Job a ▸
Count the lines of the records that contain the string "length", and reply with the number only.

Excerpt to read ▸
Homework Assignment #2 — Test Automation

In this assignment you will use tools to automatically create high-coverage test suites for different programs.

You may work with a partner for this assignment. If you do you must use the same partner for all sub-components of this assignment.

Start Early

Professors often exhort students to start assignments early. Many students wait until the night before and then complete the assignments anyway. Students thus learn to ignore "start early" suggestions. This is not that sort of suggestion.

Warning: The Tools Take Hours
The tools you must use for this assignment literally take multiple hours to run. Some students reported that it took over 14 hours to run! (However, others were able to finish in about five minutes. Regardless of when you finish, everything is fine.) Even if you are fast and can finish your work at the last minute, the tools are not and can not. On our high-powered multi-core rack-mounted RAID-storage test machine it took 6.3 hours to run the the AFL tool and 1.25 hours to run the EvoSuite tool. However, as soon as you get enough data (see below) you can stop early.

Material provided ▸
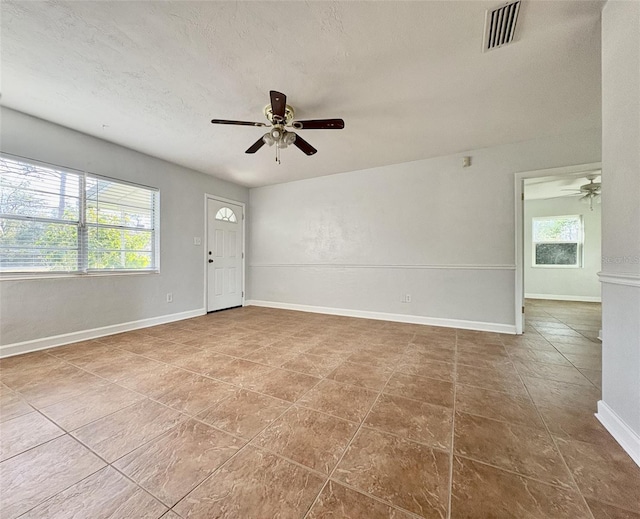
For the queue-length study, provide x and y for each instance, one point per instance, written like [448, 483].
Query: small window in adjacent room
[226, 214]
[57, 220]
[557, 241]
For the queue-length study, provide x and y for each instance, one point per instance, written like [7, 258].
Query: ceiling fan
[589, 192]
[281, 116]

Job b ▸
Answer these questions from the homework page:
(i) What does the assignment have students create automatically with tools?
(ii) A student who works with a partner must meet what condition?
(iii) On the test machine, how long did the AFL tool take to run?

Written response a ▸
2

Written response b ▸
(i) High-coverage test suites for different programs.
(ii) The same partner must be used for all sub-components of the assignment.
(iii) 6.3 hours.